(Lines of data)
— BEGIN —

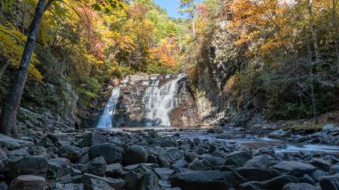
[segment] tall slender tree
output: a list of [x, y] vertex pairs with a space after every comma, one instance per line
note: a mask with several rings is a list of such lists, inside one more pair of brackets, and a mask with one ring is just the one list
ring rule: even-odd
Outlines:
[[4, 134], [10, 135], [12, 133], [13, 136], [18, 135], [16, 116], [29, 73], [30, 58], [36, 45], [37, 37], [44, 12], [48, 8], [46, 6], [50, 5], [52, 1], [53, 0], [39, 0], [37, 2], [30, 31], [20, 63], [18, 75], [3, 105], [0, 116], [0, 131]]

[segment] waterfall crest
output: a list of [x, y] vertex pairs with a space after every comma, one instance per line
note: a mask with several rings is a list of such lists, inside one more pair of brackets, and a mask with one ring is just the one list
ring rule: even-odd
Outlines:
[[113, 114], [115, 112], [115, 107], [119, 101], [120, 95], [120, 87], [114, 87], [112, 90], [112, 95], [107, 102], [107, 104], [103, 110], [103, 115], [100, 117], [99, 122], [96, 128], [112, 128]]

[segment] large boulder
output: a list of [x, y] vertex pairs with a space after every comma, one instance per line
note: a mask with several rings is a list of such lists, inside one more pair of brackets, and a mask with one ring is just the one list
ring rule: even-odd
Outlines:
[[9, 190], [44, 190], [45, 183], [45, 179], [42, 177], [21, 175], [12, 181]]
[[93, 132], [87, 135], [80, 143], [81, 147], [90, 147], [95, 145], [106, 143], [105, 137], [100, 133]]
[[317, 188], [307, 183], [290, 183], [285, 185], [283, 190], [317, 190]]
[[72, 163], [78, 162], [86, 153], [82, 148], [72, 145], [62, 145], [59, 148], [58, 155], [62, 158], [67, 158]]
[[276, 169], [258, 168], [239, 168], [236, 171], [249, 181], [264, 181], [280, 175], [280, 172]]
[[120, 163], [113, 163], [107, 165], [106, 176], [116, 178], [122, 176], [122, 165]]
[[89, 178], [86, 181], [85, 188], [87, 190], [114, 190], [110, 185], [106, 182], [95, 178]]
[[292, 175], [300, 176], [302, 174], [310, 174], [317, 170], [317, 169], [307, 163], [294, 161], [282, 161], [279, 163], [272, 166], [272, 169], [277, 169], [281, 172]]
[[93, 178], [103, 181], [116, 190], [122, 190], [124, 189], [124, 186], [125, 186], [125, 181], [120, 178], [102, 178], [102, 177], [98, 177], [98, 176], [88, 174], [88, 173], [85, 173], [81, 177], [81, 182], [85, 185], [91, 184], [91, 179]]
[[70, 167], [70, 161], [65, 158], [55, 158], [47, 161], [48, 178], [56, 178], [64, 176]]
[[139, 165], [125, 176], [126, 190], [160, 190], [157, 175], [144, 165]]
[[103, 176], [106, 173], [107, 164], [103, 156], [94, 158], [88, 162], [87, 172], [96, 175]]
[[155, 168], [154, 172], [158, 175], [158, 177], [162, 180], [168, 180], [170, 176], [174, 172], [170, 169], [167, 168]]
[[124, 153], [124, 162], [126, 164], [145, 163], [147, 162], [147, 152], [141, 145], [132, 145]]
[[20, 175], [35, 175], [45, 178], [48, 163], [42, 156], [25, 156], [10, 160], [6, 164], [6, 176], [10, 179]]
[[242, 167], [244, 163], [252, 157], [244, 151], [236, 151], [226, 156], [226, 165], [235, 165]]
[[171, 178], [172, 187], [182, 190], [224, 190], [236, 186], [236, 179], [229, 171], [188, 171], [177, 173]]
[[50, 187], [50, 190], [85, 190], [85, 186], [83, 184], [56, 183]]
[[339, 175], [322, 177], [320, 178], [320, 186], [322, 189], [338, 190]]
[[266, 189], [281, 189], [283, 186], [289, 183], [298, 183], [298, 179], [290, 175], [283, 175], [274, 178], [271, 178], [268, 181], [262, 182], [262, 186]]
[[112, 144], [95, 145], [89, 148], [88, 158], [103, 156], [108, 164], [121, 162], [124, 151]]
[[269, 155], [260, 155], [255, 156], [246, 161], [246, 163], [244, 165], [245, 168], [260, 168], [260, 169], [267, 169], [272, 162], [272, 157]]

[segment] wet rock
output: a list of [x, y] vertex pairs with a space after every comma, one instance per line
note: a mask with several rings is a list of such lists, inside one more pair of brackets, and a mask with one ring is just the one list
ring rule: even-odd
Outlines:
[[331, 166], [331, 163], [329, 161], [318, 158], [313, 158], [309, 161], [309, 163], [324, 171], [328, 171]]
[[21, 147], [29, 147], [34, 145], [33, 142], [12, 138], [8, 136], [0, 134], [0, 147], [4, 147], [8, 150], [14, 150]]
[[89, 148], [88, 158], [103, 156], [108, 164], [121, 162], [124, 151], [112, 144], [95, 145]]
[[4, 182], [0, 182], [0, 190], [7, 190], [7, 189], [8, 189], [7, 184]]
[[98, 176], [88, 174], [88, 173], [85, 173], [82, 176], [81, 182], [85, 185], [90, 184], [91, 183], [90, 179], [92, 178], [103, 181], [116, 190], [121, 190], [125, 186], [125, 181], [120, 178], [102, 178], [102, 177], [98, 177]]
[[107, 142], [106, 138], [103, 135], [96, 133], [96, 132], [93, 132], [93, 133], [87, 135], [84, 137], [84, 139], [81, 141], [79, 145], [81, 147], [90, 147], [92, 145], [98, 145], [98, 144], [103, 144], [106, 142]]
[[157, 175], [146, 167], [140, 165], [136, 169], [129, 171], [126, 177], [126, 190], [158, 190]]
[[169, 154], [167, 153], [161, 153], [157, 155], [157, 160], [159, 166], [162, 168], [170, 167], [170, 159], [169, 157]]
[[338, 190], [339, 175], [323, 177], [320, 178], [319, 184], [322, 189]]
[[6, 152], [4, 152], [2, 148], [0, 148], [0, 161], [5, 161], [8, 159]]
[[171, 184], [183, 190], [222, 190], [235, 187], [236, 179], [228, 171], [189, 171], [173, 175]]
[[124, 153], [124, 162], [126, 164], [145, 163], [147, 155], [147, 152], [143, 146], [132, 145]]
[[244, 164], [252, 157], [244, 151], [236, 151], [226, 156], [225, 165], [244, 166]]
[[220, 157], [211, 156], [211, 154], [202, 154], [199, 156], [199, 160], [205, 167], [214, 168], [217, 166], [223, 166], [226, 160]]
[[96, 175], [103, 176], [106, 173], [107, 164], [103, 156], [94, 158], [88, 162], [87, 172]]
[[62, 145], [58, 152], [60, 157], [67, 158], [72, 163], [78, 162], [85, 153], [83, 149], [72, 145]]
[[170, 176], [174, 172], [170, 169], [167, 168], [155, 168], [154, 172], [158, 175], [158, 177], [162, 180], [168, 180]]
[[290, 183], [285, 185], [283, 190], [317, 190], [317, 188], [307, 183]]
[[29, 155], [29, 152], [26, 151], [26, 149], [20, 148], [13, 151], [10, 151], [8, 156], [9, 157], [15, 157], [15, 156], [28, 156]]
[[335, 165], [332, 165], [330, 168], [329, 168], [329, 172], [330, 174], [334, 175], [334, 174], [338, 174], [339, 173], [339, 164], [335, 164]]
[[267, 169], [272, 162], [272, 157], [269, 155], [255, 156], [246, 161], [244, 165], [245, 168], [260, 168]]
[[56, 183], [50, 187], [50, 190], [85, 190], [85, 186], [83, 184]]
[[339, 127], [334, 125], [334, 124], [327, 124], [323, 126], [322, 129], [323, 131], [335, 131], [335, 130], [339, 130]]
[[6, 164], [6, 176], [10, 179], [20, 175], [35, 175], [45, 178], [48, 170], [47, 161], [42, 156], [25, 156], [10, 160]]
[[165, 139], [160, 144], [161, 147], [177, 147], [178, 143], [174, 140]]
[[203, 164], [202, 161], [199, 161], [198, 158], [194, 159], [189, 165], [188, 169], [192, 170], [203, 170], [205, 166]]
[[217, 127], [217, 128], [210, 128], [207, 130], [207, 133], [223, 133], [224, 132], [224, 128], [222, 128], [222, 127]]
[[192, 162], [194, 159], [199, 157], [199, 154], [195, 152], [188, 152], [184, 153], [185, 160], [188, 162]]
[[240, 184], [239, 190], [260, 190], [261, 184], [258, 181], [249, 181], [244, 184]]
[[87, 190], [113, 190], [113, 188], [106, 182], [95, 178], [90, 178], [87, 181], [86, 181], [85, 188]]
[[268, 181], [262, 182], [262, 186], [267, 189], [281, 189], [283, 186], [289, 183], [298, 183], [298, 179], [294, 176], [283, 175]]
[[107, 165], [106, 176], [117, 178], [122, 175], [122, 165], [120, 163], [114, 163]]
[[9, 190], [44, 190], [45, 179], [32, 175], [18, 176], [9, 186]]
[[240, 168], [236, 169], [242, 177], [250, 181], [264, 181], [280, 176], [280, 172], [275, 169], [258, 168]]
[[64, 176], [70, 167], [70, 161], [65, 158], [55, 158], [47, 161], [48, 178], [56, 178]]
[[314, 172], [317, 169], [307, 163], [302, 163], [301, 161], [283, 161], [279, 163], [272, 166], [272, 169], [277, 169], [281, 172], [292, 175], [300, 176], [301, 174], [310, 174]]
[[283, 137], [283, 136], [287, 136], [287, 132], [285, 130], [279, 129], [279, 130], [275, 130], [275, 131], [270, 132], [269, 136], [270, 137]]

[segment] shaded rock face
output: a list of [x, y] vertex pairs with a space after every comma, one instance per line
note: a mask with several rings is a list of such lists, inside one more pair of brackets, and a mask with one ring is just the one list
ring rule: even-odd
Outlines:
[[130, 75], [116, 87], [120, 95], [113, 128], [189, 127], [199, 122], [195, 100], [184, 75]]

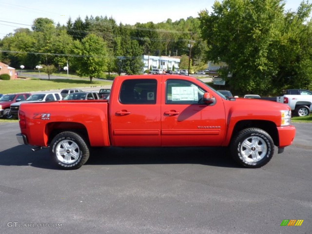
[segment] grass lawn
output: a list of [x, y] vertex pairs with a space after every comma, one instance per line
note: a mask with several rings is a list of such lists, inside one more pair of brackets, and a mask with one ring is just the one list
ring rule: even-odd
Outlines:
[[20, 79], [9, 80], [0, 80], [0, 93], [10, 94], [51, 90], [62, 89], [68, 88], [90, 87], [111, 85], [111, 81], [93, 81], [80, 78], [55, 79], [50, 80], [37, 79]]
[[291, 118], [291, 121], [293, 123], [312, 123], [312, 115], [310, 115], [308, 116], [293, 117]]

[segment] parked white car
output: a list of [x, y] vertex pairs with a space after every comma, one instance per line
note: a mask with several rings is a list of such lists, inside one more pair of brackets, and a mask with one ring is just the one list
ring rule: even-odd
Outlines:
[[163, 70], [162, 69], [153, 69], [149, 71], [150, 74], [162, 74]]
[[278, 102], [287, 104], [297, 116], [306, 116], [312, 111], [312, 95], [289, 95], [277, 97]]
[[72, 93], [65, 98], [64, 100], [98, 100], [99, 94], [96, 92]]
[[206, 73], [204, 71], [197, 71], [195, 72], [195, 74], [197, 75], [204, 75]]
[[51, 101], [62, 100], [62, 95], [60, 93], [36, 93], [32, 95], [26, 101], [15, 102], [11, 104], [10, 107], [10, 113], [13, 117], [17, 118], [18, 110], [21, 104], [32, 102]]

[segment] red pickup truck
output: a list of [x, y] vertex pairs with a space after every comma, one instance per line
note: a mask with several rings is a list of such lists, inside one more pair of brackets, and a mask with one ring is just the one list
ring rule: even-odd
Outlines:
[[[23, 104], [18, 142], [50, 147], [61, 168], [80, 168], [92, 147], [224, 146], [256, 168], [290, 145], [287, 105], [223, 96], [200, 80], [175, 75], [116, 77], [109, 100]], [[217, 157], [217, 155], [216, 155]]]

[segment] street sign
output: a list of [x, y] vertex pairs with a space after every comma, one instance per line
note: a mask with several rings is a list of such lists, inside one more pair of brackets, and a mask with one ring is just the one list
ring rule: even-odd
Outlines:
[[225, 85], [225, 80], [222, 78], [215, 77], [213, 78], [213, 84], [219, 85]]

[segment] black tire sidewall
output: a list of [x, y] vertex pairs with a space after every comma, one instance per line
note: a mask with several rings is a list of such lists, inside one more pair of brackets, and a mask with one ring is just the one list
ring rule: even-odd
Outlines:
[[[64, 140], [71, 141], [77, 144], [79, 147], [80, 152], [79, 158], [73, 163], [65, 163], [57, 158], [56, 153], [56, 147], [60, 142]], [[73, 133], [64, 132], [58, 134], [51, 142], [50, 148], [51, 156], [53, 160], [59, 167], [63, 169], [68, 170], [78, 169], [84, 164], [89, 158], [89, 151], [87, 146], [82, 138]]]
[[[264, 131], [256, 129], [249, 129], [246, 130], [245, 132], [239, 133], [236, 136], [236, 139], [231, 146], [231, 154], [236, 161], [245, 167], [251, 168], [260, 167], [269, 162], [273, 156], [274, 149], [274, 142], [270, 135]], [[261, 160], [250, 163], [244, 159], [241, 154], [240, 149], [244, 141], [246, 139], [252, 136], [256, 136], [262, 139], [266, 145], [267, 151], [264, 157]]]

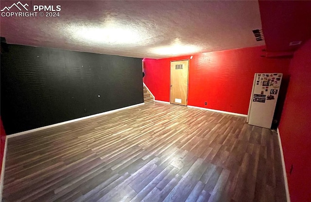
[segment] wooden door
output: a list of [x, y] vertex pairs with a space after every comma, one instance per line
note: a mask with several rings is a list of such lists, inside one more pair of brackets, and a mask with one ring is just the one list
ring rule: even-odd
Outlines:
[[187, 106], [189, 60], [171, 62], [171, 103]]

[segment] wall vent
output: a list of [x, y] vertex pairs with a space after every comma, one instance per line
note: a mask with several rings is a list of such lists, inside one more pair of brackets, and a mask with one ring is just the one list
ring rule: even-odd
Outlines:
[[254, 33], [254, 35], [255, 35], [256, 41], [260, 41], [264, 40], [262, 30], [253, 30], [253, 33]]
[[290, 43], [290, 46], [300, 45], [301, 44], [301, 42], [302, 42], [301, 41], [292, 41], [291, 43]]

— END —

→ Task description
Rewrite the lines from the one containing "[segment] wooden door" through the one containing "[[187, 106], [189, 60], [171, 62], [171, 103]]" as a numbered list, omitting any blank lines. Both of those lines belong in the list.

→ Correct response
1. [segment] wooden door
2. output: a list of [x, y] vertex pairs with a space after every comma, one instance per line
3. note: a mask with several rings is a list of such lists, inside one more pair of brackets, and a mask with one ring is just the one list
4. ring rule: even-odd
5. Outlines:
6. [[187, 106], [189, 60], [171, 62], [171, 103]]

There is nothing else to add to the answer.